Data records:
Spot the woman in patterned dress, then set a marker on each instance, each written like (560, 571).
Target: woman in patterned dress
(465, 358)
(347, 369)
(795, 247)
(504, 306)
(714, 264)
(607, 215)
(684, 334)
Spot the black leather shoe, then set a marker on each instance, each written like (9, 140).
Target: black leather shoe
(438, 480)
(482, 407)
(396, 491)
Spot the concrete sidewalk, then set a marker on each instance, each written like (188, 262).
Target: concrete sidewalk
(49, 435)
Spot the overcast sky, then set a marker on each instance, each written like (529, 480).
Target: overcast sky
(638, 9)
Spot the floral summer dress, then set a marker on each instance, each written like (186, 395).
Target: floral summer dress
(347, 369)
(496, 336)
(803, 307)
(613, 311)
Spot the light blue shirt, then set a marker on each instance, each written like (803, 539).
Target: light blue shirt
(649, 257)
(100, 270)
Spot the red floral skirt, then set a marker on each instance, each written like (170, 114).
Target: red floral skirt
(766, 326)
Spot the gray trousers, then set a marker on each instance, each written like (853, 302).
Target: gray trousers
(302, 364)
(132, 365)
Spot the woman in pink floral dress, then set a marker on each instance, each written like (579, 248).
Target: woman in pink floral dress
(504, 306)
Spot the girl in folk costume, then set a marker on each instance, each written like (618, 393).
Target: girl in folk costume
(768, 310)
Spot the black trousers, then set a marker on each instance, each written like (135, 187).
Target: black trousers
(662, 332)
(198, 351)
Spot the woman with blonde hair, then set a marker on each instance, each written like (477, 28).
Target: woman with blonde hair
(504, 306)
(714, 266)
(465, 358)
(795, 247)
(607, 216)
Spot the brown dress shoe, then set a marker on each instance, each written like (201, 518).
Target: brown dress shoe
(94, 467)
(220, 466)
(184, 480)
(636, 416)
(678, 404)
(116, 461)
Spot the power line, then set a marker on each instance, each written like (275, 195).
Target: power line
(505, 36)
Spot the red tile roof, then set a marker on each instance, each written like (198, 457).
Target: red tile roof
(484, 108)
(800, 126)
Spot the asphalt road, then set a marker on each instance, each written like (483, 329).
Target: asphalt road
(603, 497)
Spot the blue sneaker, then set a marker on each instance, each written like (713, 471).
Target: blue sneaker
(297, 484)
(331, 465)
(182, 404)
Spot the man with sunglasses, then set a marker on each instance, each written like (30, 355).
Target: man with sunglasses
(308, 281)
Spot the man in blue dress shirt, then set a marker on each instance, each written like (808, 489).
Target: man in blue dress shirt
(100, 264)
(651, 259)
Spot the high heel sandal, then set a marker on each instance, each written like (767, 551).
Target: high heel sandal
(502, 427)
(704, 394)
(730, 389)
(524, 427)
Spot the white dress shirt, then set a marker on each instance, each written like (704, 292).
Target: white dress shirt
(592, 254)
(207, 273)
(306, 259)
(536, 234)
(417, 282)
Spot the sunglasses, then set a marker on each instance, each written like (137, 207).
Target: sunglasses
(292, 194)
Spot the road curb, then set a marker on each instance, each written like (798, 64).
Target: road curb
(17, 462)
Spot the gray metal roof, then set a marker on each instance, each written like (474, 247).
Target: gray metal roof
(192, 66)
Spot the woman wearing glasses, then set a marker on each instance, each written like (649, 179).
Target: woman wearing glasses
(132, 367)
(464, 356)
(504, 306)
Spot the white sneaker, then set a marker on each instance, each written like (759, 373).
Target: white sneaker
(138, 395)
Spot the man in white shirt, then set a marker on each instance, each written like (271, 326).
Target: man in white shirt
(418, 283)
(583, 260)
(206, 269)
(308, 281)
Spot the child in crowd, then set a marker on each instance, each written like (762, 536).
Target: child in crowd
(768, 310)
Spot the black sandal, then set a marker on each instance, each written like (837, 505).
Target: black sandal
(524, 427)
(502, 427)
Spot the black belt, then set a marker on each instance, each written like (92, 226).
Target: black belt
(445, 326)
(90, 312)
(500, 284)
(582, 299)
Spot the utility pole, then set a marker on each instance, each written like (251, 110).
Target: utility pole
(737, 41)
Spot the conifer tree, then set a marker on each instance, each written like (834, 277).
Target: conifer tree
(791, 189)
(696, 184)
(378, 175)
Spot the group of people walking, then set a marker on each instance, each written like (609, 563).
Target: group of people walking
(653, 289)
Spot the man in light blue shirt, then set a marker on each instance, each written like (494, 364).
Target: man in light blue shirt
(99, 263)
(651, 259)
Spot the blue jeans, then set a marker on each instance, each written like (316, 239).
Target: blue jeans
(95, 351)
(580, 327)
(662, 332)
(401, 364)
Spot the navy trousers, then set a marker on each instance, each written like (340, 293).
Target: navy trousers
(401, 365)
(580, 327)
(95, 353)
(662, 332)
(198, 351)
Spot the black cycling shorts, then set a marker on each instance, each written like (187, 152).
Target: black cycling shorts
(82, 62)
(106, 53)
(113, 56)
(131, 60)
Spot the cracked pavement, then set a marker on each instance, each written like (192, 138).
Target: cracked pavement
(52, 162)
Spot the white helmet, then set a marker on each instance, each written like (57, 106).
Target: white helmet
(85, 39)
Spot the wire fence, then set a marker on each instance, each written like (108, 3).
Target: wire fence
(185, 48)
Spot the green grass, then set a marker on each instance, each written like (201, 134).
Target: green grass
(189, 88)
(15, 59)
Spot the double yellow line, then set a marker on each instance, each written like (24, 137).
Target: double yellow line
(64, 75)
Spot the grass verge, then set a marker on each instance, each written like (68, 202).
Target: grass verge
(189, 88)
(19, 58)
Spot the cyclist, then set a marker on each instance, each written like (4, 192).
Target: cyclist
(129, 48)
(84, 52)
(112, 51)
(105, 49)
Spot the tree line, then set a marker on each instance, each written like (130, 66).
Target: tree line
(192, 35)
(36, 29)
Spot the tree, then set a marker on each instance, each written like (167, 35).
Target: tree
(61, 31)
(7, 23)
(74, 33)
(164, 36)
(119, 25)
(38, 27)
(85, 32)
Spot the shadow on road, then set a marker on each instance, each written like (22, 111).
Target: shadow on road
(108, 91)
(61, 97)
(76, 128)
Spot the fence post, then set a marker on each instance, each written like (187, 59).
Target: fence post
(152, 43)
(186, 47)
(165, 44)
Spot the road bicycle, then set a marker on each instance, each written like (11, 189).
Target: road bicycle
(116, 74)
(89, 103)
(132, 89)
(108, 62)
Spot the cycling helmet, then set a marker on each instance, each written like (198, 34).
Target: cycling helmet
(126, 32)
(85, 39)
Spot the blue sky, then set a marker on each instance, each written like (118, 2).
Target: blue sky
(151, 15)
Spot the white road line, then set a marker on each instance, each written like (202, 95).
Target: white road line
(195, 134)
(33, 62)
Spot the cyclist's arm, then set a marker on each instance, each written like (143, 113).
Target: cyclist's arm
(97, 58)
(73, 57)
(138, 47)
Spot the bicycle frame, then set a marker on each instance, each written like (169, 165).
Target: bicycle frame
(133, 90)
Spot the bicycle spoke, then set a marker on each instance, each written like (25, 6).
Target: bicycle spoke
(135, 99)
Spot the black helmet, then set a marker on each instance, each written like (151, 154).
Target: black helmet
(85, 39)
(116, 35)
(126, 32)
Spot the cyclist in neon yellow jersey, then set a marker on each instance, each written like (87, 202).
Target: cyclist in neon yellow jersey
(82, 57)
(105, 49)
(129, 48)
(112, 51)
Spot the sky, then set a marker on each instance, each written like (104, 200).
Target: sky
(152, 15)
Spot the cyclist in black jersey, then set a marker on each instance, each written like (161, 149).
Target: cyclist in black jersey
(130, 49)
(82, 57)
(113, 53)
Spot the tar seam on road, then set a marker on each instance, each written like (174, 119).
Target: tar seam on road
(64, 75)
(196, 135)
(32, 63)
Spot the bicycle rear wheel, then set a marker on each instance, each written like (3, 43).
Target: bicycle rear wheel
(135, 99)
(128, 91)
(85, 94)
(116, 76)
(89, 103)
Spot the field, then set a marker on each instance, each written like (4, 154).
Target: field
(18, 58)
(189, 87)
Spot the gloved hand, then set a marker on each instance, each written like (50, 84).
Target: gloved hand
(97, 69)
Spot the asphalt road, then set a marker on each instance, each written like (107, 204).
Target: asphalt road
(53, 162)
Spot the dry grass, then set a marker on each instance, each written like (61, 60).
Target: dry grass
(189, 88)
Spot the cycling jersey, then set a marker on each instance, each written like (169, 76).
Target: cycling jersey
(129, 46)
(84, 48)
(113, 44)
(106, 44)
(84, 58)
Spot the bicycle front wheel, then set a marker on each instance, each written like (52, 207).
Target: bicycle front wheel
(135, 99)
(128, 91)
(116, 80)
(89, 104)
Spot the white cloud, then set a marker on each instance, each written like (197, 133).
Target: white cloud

*EXERCISE INSTRUCTIONS:* Among the records, how many lines include the string "cloud"? State the number and add nothing.

*SOLUTION TO THIS PROBLEM:* 2